DIRECTIONS: Reproduce the records verbatim from their first line through the line containing "box: [298, 65, 306, 71]", with both of those lines included.

INFORMATION PROVIDED:
◇ ◇ ◇ ◇

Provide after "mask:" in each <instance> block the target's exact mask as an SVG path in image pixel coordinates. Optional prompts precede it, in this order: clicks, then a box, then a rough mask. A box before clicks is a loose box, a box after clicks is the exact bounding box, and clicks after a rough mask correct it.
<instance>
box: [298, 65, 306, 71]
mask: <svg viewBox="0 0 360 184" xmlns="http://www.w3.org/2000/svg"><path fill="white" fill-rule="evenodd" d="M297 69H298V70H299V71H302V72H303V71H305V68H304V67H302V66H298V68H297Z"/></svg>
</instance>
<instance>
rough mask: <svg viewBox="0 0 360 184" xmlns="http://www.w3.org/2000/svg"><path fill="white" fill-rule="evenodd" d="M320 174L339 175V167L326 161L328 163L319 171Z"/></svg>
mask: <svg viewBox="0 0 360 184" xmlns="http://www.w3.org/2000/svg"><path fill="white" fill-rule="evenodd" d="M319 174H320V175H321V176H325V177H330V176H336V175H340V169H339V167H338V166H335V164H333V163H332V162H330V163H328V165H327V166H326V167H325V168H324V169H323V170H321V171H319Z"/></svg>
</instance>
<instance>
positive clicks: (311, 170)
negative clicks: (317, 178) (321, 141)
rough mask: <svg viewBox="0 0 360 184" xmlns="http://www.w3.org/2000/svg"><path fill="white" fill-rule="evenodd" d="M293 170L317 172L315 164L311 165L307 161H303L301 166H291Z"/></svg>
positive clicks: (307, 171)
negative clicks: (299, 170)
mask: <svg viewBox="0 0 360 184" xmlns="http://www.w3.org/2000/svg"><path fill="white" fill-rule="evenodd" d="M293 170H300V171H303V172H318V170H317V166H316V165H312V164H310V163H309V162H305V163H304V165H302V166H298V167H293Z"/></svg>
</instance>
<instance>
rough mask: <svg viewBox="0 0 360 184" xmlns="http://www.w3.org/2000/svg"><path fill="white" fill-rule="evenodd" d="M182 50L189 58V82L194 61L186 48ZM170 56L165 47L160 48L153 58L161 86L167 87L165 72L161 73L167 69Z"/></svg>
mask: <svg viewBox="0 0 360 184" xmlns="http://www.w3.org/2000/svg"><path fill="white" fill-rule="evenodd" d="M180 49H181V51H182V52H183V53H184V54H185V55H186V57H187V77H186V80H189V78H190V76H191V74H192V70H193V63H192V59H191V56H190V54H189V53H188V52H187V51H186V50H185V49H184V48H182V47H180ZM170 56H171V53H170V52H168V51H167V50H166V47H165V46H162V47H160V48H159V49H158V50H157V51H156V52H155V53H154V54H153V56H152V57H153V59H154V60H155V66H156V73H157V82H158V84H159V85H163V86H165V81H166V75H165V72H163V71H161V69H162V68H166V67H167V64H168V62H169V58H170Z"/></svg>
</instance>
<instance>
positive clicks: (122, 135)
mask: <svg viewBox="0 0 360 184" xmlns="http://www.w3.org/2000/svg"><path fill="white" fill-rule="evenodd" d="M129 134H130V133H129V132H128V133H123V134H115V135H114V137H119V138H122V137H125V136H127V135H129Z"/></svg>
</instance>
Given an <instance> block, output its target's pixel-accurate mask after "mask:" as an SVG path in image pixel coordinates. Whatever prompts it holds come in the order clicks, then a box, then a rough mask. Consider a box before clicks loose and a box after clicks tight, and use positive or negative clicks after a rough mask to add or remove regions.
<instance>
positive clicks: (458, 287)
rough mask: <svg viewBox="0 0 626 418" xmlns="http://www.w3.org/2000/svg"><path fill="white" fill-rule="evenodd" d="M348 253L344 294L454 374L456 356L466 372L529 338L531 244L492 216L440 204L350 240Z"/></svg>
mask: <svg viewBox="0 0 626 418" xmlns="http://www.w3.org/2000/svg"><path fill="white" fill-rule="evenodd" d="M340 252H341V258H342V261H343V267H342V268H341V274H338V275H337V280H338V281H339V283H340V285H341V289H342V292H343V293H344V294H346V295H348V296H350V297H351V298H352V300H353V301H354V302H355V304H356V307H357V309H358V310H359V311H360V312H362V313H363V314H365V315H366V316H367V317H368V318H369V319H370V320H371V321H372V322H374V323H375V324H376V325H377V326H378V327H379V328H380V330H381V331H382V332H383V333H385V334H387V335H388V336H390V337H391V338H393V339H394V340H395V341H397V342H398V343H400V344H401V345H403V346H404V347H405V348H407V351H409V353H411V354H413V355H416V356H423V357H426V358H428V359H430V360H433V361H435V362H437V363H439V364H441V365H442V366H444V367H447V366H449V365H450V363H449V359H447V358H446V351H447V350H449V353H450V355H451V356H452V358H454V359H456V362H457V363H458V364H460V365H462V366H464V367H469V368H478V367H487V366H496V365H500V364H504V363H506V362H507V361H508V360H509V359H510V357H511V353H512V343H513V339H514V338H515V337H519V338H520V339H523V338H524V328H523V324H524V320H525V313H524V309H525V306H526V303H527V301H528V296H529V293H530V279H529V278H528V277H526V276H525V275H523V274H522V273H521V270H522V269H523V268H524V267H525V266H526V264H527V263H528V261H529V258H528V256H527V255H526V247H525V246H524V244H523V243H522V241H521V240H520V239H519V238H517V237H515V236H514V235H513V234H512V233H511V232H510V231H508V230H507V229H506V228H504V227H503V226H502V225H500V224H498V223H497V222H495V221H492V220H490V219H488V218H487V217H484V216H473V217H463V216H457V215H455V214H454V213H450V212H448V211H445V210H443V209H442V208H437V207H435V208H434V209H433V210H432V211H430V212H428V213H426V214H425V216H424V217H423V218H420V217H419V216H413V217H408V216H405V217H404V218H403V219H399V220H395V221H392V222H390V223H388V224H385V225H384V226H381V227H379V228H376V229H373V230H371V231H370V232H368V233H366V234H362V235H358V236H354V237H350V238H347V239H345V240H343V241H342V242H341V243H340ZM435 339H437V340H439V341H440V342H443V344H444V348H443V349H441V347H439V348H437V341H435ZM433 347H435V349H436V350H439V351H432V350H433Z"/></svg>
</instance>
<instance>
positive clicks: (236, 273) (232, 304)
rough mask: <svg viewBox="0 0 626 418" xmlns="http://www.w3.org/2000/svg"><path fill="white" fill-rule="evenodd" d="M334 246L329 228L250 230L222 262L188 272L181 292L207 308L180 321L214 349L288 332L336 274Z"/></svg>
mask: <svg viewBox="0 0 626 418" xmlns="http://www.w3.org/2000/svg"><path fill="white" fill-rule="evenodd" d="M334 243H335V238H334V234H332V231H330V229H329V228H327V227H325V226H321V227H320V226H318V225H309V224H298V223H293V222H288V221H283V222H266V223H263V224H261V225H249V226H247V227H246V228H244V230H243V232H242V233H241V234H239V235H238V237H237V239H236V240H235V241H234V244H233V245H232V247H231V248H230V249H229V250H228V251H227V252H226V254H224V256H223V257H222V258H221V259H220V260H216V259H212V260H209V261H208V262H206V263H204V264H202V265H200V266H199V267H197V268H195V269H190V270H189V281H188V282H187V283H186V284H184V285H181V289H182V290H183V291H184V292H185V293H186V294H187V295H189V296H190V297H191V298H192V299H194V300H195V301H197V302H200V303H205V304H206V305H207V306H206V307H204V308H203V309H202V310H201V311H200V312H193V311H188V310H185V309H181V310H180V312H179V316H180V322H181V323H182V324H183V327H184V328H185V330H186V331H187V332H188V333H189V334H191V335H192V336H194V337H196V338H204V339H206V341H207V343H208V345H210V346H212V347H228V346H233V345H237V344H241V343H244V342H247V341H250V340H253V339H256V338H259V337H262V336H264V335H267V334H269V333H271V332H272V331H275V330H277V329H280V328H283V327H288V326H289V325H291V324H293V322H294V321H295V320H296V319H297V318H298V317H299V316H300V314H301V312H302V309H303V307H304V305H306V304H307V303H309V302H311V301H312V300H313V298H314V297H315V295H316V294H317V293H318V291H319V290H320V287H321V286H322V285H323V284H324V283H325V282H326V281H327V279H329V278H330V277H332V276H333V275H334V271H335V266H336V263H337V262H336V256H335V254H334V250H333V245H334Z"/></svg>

◇ ◇ ◇ ◇

RESULT:
Provide after "mask:" in each <instance> block the target's exact mask as an SVG path in image pixel coordinates. Optional prompts precede it, in this order: clicks, then a box, then a rough mask. A box before clicks is a loose box, a box after clicks is the exact bounding box, and clicks after a rough mask correct it.
<instance>
box: [298, 65, 306, 71]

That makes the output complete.